[begin RECORDS]
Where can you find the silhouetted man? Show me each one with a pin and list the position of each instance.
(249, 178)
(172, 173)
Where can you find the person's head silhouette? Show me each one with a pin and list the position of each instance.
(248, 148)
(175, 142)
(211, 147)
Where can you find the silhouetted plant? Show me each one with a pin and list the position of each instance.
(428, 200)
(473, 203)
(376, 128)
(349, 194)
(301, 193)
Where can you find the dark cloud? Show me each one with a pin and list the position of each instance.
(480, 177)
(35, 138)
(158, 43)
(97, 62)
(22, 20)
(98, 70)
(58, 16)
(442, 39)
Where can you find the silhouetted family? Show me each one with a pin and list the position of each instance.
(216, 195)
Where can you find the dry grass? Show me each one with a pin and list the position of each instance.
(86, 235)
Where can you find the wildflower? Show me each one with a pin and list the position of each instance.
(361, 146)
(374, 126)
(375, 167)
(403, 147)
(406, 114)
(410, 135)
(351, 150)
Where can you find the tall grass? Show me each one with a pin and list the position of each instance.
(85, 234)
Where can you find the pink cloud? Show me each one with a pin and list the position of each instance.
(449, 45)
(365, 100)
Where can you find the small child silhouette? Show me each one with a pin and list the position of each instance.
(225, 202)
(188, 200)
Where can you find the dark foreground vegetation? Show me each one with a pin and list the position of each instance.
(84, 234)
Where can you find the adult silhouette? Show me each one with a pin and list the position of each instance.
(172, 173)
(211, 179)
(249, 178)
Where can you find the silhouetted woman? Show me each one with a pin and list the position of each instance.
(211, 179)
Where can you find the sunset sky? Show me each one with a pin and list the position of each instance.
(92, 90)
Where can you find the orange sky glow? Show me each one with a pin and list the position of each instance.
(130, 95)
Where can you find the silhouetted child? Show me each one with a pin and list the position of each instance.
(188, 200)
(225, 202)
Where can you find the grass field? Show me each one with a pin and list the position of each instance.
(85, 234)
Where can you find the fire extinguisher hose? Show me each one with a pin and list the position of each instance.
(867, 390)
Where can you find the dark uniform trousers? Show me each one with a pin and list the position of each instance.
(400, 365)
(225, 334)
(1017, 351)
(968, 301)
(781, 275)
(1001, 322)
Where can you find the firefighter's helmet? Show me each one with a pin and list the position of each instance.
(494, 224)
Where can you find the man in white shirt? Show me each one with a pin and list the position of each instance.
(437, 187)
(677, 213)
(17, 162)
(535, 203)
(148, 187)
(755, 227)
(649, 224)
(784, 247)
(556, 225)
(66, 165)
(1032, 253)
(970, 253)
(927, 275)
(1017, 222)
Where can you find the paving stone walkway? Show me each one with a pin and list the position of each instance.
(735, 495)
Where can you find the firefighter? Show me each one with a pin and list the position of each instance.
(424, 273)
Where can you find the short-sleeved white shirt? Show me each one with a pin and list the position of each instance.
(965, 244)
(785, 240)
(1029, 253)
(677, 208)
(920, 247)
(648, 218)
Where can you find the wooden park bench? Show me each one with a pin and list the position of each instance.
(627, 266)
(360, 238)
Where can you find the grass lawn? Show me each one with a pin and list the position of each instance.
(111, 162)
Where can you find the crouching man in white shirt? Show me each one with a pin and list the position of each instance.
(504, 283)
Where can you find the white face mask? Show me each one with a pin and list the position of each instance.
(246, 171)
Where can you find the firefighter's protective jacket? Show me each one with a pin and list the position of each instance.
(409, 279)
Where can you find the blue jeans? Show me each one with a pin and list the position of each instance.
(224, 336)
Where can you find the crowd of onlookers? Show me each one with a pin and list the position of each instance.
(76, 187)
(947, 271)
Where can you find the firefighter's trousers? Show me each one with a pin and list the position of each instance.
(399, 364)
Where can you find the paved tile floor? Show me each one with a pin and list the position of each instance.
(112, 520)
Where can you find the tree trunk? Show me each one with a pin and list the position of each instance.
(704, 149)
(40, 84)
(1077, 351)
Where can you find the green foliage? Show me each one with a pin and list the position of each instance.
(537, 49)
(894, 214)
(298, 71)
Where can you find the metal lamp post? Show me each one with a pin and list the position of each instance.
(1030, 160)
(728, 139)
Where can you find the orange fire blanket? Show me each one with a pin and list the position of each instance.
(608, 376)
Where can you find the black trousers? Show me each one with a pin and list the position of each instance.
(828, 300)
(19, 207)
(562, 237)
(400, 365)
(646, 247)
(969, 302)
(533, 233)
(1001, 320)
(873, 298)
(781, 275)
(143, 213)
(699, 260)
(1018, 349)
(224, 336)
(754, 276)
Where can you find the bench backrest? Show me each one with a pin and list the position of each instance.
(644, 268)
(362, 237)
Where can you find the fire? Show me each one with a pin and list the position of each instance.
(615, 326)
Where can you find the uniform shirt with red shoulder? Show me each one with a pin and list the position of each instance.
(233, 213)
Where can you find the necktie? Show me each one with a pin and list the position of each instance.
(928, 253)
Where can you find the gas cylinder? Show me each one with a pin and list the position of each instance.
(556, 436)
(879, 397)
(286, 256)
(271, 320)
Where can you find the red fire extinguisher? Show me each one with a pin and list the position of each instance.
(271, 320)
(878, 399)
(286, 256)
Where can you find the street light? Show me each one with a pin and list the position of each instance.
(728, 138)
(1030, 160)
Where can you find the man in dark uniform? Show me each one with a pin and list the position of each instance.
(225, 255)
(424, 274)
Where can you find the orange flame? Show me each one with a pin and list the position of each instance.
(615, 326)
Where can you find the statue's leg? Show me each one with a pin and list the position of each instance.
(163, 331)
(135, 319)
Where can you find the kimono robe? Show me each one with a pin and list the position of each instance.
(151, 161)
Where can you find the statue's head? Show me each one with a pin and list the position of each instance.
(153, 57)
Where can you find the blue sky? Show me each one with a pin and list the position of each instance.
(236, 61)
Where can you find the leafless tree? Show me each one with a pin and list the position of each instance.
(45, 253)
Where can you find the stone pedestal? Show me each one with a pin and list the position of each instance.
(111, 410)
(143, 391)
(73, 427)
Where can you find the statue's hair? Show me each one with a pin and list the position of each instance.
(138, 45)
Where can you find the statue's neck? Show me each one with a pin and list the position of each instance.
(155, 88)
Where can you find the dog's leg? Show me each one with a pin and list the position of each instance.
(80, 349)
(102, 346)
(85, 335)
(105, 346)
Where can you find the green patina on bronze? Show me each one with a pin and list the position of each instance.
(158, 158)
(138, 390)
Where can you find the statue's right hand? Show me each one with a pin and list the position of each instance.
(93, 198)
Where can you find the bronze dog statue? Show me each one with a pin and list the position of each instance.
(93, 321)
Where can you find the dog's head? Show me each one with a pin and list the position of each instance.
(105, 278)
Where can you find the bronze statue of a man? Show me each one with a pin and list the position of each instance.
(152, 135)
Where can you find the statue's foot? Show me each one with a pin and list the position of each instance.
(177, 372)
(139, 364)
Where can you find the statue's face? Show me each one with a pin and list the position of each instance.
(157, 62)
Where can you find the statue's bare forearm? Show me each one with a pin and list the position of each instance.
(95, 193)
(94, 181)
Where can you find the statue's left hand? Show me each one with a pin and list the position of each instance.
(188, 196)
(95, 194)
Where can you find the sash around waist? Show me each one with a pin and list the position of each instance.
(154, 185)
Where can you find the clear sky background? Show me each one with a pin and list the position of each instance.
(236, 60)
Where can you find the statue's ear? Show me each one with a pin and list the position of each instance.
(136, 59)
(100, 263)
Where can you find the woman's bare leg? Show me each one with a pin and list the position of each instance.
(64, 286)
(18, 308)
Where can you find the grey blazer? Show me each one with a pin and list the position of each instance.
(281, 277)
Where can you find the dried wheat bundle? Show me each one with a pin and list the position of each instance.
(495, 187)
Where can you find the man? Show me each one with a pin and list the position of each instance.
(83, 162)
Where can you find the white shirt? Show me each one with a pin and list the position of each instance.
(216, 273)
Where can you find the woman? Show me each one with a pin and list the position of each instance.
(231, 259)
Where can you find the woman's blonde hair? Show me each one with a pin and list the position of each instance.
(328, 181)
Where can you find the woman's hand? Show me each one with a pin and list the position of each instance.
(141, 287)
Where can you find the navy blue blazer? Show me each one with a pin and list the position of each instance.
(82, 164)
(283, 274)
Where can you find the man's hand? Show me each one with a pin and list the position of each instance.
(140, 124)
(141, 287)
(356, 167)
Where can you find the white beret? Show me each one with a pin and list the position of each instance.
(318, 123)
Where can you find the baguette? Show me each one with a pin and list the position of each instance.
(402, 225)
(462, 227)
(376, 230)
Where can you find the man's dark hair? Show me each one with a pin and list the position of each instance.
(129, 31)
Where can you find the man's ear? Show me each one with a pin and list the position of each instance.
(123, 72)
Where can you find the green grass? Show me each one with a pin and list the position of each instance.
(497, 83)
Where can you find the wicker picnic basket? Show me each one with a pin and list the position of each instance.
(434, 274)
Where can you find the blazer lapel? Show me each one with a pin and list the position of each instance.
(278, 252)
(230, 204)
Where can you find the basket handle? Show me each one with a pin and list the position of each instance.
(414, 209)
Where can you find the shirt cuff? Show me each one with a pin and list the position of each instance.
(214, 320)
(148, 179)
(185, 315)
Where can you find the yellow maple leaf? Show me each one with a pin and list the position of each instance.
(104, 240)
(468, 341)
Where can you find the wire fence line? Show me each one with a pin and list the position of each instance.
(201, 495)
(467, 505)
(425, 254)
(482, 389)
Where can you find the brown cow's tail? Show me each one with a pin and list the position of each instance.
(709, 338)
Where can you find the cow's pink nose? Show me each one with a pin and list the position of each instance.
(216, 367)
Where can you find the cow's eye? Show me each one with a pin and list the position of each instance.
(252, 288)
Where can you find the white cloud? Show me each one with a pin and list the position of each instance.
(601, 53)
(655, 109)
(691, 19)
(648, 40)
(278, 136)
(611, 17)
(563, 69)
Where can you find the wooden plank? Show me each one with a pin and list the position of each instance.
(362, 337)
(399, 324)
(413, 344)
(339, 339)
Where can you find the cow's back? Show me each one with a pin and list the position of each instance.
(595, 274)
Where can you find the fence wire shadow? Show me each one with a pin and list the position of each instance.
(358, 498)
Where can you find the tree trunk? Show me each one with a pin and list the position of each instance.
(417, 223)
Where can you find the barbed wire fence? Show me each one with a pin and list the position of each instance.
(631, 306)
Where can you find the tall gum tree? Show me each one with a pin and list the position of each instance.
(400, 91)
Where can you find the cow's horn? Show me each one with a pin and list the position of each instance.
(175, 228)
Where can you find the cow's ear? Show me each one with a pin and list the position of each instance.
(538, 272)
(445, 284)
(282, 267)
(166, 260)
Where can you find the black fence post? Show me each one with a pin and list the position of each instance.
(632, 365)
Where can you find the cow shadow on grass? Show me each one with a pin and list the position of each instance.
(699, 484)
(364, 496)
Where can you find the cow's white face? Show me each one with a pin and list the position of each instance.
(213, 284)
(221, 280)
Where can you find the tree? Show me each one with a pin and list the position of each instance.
[end RECORDS]
REQUIREMENTS |
Repeat only what runs from the line holding "Where can you find the wooden plank?" to the end of the data, keeping every line exactly as written, first and last included.

FINISHED ANSWER |
Where can you find the wooden plank? Show me each one with a pin and list the position of each instance.
(362, 337)
(399, 324)
(413, 344)
(339, 339)
Where can you find the cow's back? Show me each one with a pin and list the position of each instance.
(595, 274)
Where can you find the fence wire shadow? Show me each one with a pin and list the position of each instance.
(358, 498)
Where can you find the tree trunk? Show me each one with a pin and list the position of each instance.
(417, 223)
Where can you find the barbed wire fence? Show me each one with a pin and list the position of each instance.
(631, 306)
Where can you find the tall gum tree? Show me each one with a pin and list the position of each instance.
(400, 91)
Where can you find the cow's horn? Show me each one with a pin and list the position of each instance.
(175, 228)
Where can you find the cow's ear? Show me each one with a pin and list the position of each instance.
(538, 272)
(445, 284)
(282, 267)
(166, 260)
Where can you find the black fence post? Show me each one with a pin and list the position of each instance.
(632, 365)
Where can you find the cow shadow on grass? Show me each one with a pin and list the position of each instance.
(699, 484)
(364, 496)
Where can you find the cow's white face? Show me each one with a pin and list the position of each instance.
(213, 284)
(221, 280)
Where can you find the tree? Show me each one with a pin and list the position of each instance.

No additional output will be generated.